- [Required work] State only how many lines below include the word "dress".

*** Records supplied Section Begins ***

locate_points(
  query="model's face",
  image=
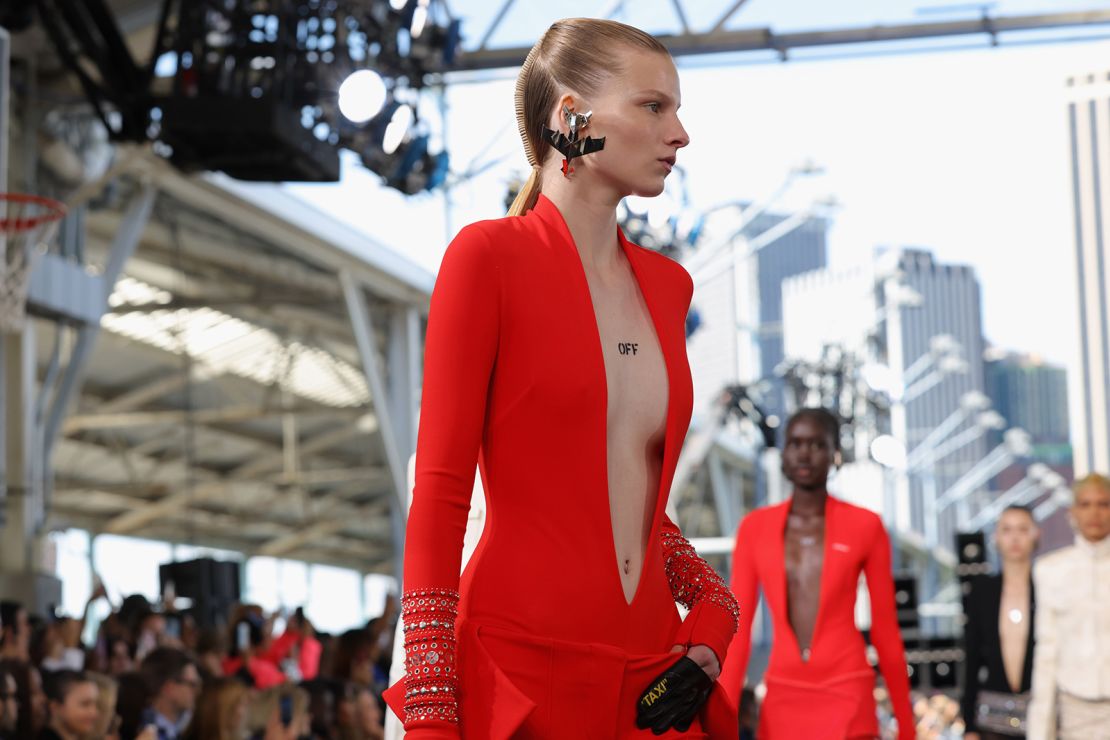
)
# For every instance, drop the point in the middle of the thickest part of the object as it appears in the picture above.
(185, 688)
(370, 715)
(1016, 536)
(38, 700)
(807, 455)
(636, 111)
(120, 660)
(9, 705)
(78, 712)
(1091, 512)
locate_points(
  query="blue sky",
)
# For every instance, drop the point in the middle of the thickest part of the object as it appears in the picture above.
(961, 152)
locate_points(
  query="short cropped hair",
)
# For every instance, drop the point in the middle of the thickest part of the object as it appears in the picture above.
(823, 417)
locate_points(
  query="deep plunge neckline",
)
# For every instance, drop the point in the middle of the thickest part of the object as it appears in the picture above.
(625, 246)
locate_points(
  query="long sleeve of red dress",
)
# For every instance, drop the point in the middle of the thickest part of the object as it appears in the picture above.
(886, 635)
(745, 586)
(713, 609)
(833, 688)
(514, 382)
(461, 347)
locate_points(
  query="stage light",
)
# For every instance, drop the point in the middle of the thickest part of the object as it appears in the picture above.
(362, 95)
(397, 128)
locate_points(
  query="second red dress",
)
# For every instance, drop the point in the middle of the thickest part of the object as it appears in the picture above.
(545, 645)
(829, 696)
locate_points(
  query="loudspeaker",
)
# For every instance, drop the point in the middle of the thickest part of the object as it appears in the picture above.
(212, 585)
(971, 554)
(934, 661)
(906, 602)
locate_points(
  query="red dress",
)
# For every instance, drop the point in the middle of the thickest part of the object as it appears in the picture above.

*** Records supplied Section Ends ***

- [Written response] 3